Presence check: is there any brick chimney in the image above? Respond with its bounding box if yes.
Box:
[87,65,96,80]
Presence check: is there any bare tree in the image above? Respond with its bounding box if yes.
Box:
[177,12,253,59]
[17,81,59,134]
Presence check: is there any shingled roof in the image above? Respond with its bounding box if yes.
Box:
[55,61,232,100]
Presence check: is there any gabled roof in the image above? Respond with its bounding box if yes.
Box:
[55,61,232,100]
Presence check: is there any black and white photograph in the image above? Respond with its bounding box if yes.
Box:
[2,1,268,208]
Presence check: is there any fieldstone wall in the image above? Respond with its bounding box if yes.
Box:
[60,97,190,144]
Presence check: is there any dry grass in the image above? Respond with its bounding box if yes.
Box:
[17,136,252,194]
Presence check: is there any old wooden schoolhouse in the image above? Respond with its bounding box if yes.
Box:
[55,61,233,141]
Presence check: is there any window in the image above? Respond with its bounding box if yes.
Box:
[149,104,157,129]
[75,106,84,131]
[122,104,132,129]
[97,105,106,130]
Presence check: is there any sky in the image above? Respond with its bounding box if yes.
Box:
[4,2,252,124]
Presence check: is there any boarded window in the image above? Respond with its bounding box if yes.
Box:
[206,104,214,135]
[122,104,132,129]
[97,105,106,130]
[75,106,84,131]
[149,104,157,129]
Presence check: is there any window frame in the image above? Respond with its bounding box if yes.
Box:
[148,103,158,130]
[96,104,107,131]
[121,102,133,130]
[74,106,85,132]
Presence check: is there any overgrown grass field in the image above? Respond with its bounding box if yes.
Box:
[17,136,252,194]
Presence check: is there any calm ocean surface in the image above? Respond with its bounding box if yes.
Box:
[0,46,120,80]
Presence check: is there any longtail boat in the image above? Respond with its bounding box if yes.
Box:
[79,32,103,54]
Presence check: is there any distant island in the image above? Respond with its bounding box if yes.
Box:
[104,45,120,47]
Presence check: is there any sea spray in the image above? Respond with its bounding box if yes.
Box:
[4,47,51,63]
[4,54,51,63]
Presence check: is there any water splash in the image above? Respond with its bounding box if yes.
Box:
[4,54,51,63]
• • •
* **Task to complete**:
Reproduce all of the rows above, replacing every "Respond with" with "Reply with" and leaving everything else unchanged.

* **Reply**:
Presence check: is there any brick chimney in the image above? Reply with its bounding box if yes.
Box:
[87,65,96,80]
Presence check: is there any bare tree in the image above? Reply with its bounding box if yes.
Box:
[177,12,253,59]
[17,81,59,134]
Presence check: is there any shingled roof in the image above? Reply with its bounding box if yes.
Box:
[55,61,232,100]
Presence check: is there any gabled roof in the image above? Reply with its bounding box if yes.
Box:
[55,61,232,100]
Presence check: is there any black and white photograph in the image above? Reply with its bounding box if yes.
Box:
[2,1,268,208]
Presence check: is there any fieldstone wall in the image above? Reply with its bounding box if yes.
Box:
[60,97,190,144]
Presence check: is there any dry grass in the image above? Reply with its bounding box if yes.
Box:
[17,136,252,194]
Presence check: is there any old wooden schoolhouse in the image above? Reply with its bounding box if yes.
Box:
[55,61,233,141]
Presence check: is there any window in the image above? Reply with its bounding box if yes.
Box:
[149,104,157,129]
[75,106,84,131]
[122,104,132,129]
[97,105,106,130]
Presence check: is there any sky in the image above? Reply with its bounding box if yes.
Box:
[4,2,252,124]
Presence check: is there any boarded window in the image above? Reply with its bounding box if yes.
Box:
[206,104,214,135]
[122,104,132,129]
[97,105,106,130]
[75,106,84,131]
[149,104,157,129]
Presence check: is there any window frame in the image above? Reply with its bounding box if yes.
Box:
[148,103,158,130]
[96,104,107,131]
[121,102,133,130]
[74,106,85,132]
Presence check: is there any overgrown grass field in the image above? Reply with its bounding box if yes.
Box:
[17,136,252,194]
Presence check: is there any calm ocean surface in the image above? Reply with its bounding box if yes.
Box:
[0,46,120,80]
Presence check: is there any longtail boat in the image above? Reply with its bounding box if yes.
Box:
[79,32,103,54]
Presence check: is there any distant island in the image above? Reply with its bounding box if yes.
Box:
[104,45,120,47]
Presence check: is there any sea spray in the image above? Reply with its bounding box if yes.
Box:
[4,47,51,63]
[4,54,51,63]
Presence check: is there any water splash in the image above? Reply with its bounding box if yes.
Box:
[4,54,51,63]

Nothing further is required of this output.